Stored dataset items:
════

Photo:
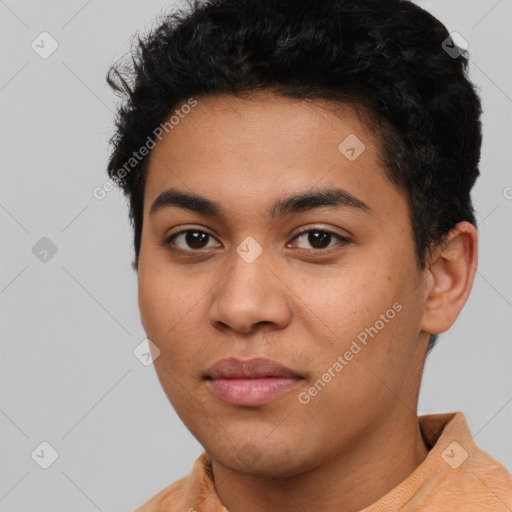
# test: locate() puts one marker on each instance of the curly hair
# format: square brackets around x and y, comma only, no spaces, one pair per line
[386,58]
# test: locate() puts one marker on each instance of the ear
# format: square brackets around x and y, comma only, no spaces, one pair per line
[450,270]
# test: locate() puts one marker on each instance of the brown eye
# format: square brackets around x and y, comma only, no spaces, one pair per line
[320,239]
[193,239]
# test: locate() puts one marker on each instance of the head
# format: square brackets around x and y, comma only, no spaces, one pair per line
[264,118]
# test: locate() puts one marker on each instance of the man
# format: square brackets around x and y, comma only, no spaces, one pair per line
[299,178]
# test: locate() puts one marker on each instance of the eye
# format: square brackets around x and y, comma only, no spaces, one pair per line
[197,239]
[194,238]
[320,239]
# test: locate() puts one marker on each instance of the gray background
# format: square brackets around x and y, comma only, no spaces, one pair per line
[70,325]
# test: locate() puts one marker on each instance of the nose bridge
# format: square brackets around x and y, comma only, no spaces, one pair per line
[248,295]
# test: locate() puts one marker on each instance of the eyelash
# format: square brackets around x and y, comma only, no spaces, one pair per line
[321,252]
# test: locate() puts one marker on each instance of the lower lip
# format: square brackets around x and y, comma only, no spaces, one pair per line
[251,392]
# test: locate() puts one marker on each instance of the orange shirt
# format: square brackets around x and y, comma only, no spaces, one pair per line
[456,476]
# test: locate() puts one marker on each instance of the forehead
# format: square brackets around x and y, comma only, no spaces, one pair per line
[245,149]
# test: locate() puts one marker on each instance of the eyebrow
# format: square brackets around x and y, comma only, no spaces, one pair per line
[284,206]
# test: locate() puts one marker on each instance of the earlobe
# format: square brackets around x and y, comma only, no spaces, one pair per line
[451,269]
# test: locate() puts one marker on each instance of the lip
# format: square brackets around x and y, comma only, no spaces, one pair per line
[250,382]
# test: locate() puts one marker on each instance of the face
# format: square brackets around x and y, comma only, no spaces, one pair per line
[327,287]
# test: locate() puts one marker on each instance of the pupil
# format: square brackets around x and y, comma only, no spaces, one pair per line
[192,240]
[320,237]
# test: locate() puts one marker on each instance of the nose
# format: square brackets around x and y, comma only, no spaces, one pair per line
[251,295]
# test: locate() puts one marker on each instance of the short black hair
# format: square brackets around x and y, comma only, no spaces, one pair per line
[389,59]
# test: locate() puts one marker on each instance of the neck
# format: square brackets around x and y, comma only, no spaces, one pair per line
[348,482]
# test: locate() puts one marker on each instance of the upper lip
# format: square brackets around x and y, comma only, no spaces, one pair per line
[232,368]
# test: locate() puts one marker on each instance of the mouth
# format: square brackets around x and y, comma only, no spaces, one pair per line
[251,382]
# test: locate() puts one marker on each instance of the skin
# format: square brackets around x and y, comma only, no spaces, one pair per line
[359,436]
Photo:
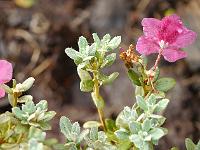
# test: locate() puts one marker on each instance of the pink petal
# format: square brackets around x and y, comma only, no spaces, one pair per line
[150,27]
[173,54]
[147,46]
[6,71]
[2,93]
[172,18]
[187,37]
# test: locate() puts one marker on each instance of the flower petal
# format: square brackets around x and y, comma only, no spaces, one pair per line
[187,37]
[2,93]
[146,46]
[6,71]
[150,27]
[173,54]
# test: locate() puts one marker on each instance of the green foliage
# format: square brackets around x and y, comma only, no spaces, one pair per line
[165,84]
[140,125]
[34,115]
[72,133]
[98,140]
[134,77]
[92,58]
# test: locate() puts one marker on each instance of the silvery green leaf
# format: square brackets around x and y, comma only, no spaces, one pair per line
[98,101]
[165,84]
[43,105]
[86,85]
[102,136]
[156,122]
[11,99]
[36,133]
[91,124]
[106,38]
[157,73]
[73,54]
[76,128]
[48,116]
[43,125]
[83,134]
[29,107]
[108,79]
[6,88]
[92,50]
[134,77]
[65,126]
[198,146]
[25,98]
[108,60]
[26,85]
[156,133]
[82,65]
[137,140]
[152,99]
[83,74]
[88,58]
[4,118]
[189,144]
[141,103]
[146,125]
[94,134]
[134,127]
[82,44]
[17,112]
[122,134]
[115,42]
[161,105]
[33,144]
[139,90]
[71,146]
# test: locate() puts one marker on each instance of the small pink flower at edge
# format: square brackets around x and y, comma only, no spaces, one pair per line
[6,71]
[168,34]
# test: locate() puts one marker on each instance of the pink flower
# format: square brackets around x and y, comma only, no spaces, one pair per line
[6,71]
[167,34]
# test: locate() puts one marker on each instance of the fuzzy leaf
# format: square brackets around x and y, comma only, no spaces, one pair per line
[165,84]
[141,103]
[161,105]
[134,127]
[73,54]
[122,134]
[146,125]
[115,42]
[108,79]
[82,44]
[83,74]
[108,60]
[189,144]
[156,133]
[91,124]
[65,126]
[86,85]
[134,77]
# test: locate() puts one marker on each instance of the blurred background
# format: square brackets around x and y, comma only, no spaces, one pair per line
[34,34]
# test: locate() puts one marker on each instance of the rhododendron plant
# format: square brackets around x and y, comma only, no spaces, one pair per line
[6,71]
[137,127]
[166,37]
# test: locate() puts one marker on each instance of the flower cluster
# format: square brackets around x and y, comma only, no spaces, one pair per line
[138,127]
[6,71]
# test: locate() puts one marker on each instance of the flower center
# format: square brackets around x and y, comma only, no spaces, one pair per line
[163,44]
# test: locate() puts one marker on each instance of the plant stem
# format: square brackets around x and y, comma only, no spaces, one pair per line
[99,98]
[158,59]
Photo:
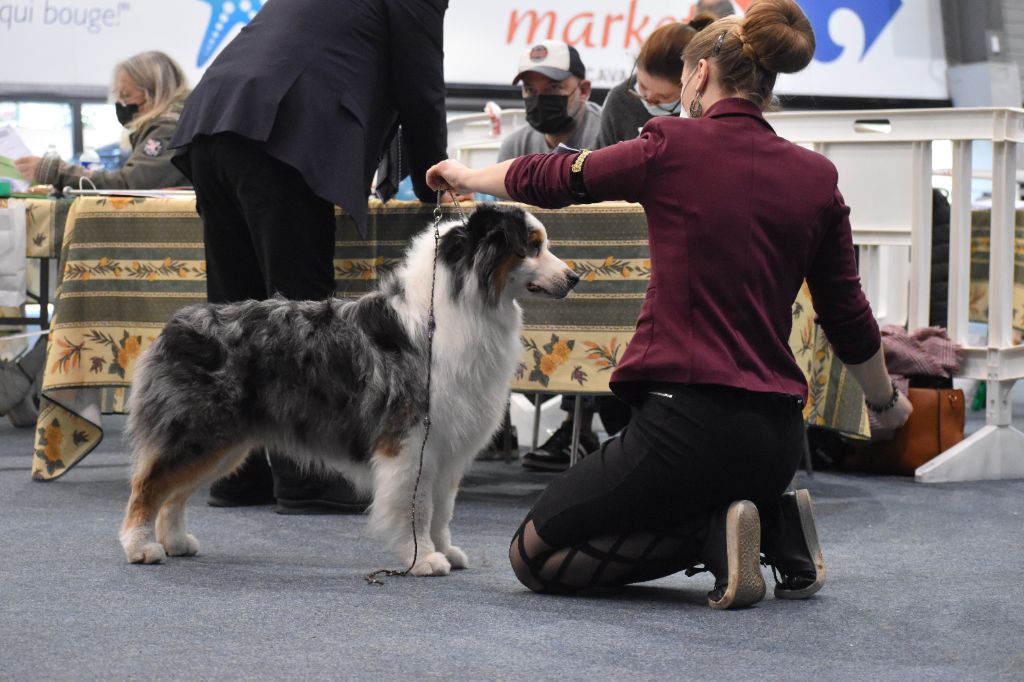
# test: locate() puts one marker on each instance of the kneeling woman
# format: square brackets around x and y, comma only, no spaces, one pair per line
[150,90]
[737,218]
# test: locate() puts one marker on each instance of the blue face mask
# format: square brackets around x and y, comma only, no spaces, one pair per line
[670,109]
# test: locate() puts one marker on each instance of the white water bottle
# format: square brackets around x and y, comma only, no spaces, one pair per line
[90,160]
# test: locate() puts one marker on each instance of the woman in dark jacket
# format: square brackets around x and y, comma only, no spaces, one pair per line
[150,90]
[652,88]
[737,218]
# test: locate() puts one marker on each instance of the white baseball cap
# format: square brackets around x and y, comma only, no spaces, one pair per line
[553,58]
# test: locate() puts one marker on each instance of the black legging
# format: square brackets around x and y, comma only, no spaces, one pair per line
[638,508]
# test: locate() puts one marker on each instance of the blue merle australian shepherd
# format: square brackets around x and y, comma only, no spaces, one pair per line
[343,383]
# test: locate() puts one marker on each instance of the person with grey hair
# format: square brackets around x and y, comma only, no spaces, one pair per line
[148,92]
[556,95]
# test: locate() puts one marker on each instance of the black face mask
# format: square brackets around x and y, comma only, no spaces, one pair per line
[549,114]
[126,113]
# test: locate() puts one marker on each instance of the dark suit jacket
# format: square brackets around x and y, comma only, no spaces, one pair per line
[325,83]
[737,218]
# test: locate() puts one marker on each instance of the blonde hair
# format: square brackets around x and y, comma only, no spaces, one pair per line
[774,37]
[162,80]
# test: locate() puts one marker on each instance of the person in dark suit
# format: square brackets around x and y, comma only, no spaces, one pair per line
[289,121]
[737,219]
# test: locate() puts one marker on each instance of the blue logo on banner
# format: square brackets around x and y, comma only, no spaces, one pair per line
[875,15]
[224,16]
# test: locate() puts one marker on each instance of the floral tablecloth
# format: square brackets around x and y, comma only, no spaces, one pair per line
[129,263]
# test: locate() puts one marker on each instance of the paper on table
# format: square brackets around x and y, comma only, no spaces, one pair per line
[12,147]
[11,144]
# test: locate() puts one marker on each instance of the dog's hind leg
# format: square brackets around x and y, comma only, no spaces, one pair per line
[156,481]
[445,489]
[394,478]
[171,527]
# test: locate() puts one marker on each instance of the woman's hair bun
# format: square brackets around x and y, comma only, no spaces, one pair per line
[779,35]
[702,19]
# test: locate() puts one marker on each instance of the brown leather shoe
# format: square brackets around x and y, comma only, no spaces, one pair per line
[732,554]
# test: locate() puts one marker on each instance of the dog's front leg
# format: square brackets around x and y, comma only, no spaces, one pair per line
[444,493]
[394,478]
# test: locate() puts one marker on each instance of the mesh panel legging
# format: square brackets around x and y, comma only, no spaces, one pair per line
[638,508]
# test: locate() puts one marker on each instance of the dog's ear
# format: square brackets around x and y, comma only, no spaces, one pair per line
[500,227]
[481,222]
[513,227]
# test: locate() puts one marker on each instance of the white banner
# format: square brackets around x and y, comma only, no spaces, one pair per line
[865,48]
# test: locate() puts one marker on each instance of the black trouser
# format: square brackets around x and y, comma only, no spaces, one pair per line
[638,508]
[265,231]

════

Express the part of the items that opens with the line containing "the black trouser" and runs through the end of the items as a JSON list of strings, one string per line, with blank lines left out.

[
  "# test: locate() puts one marker on each instance of the black trouser",
  "# format: square brackets around x and y, comma only, no spaces, one pair per line",
  "[638,508]",
  "[265,231]"
]